### BRIEF
Once you have found the line with "Task: place one keypoint on every instance of the large" in the records below, retype it and every line after it to the end exactly, with no pictures and nothing more.

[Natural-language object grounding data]
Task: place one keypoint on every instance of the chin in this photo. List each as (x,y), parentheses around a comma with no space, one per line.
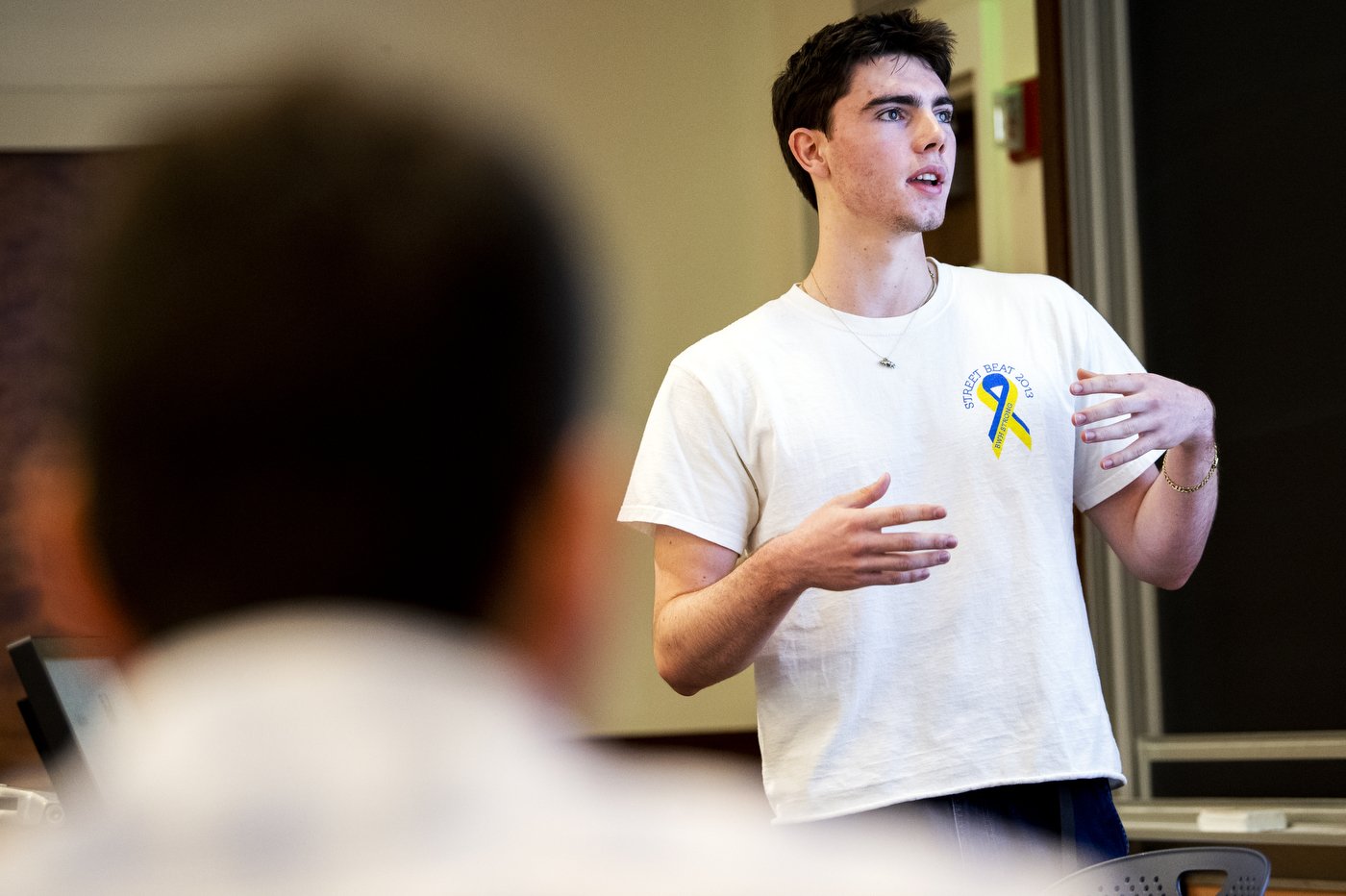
(924,222)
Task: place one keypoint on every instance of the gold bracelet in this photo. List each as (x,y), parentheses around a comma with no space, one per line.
(1187,490)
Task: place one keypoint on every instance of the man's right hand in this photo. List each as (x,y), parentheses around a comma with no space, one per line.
(710,618)
(841,545)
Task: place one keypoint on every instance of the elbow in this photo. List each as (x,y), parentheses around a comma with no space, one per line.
(676,674)
(1173,583)
(1170,579)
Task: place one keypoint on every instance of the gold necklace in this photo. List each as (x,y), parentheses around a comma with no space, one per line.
(884,360)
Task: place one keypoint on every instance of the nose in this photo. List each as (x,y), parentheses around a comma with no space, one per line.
(929,134)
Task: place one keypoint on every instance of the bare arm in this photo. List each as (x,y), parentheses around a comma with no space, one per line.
(710,618)
(1159,533)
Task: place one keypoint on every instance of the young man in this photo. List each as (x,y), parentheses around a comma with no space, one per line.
(362,546)
(820,436)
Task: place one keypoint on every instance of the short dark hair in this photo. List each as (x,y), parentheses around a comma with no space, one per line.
(332,344)
(820,71)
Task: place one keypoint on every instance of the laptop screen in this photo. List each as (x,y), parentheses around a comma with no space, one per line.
(73,691)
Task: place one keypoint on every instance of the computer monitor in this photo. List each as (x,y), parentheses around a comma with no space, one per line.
(73,691)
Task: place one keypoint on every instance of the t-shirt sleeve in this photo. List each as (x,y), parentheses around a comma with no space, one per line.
(689,472)
(1104,353)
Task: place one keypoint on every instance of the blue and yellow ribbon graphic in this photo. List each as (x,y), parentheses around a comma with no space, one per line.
(1005,420)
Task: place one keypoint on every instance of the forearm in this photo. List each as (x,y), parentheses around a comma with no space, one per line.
(1170,528)
(707,635)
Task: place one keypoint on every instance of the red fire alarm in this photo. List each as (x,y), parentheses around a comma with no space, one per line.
(1016,120)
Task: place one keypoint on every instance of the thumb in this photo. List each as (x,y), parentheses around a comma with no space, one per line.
(865,495)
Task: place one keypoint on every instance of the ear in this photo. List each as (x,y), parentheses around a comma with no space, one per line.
(810,150)
(51,529)
(548,609)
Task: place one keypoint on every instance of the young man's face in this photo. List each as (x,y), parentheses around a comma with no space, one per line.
(891,150)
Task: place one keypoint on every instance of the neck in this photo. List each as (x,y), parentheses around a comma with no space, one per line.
(871,275)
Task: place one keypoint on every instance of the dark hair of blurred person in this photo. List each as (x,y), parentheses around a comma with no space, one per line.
(332,350)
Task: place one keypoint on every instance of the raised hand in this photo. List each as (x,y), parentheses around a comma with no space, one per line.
(841,545)
(1163,411)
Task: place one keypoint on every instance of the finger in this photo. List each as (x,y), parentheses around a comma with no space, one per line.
(902,514)
(1113,408)
(1131,452)
(864,495)
(1094,384)
(909,541)
(895,578)
(904,561)
(1121,430)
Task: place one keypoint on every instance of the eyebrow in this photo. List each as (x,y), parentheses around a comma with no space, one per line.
(906,100)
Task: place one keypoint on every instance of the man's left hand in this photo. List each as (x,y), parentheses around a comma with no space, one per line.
(1163,411)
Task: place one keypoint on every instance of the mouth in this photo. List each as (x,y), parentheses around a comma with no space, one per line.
(931,178)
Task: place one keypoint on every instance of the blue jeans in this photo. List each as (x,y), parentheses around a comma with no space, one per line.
(1067,821)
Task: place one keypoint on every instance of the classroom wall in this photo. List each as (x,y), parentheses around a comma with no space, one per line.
(996,46)
(652,118)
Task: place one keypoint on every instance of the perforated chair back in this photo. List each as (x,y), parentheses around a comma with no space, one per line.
(1157,873)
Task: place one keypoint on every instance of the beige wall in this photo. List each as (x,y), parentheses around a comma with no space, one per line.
(996,46)
(655,117)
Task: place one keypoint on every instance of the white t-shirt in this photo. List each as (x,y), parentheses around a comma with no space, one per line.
(980,676)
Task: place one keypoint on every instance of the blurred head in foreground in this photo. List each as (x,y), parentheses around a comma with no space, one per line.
(336,349)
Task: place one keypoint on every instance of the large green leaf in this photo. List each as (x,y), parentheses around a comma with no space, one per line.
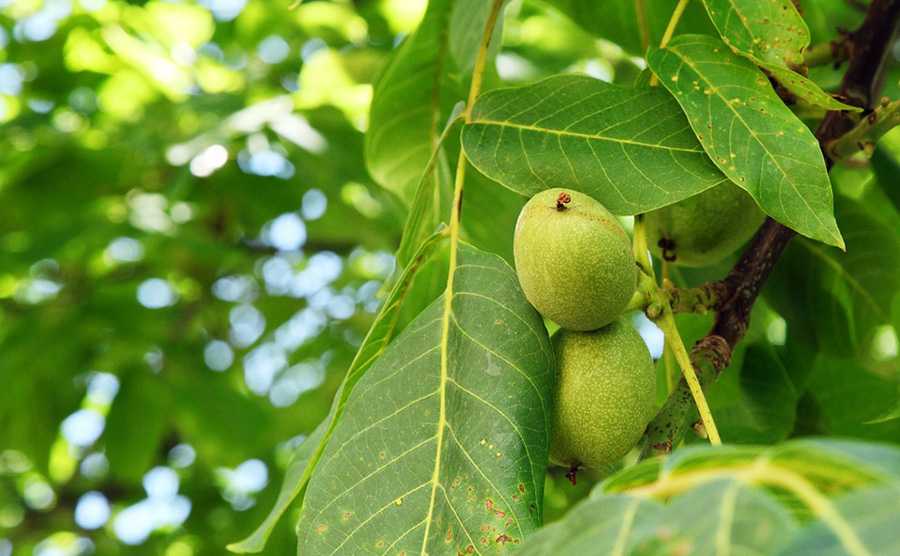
(773,35)
(629,148)
(416,94)
(749,133)
(443,444)
(617,20)
(796,498)
(833,300)
(382,331)
(770,31)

### TASK ANSWER
Task: place one keypoint on every instance of the large green leaf in this photo. List each as (x,y), parentheses around a comma with no space, one per line.
(773,35)
(629,148)
(416,94)
(749,133)
(443,444)
(617,20)
(796,498)
(833,300)
(382,331)
(770,31)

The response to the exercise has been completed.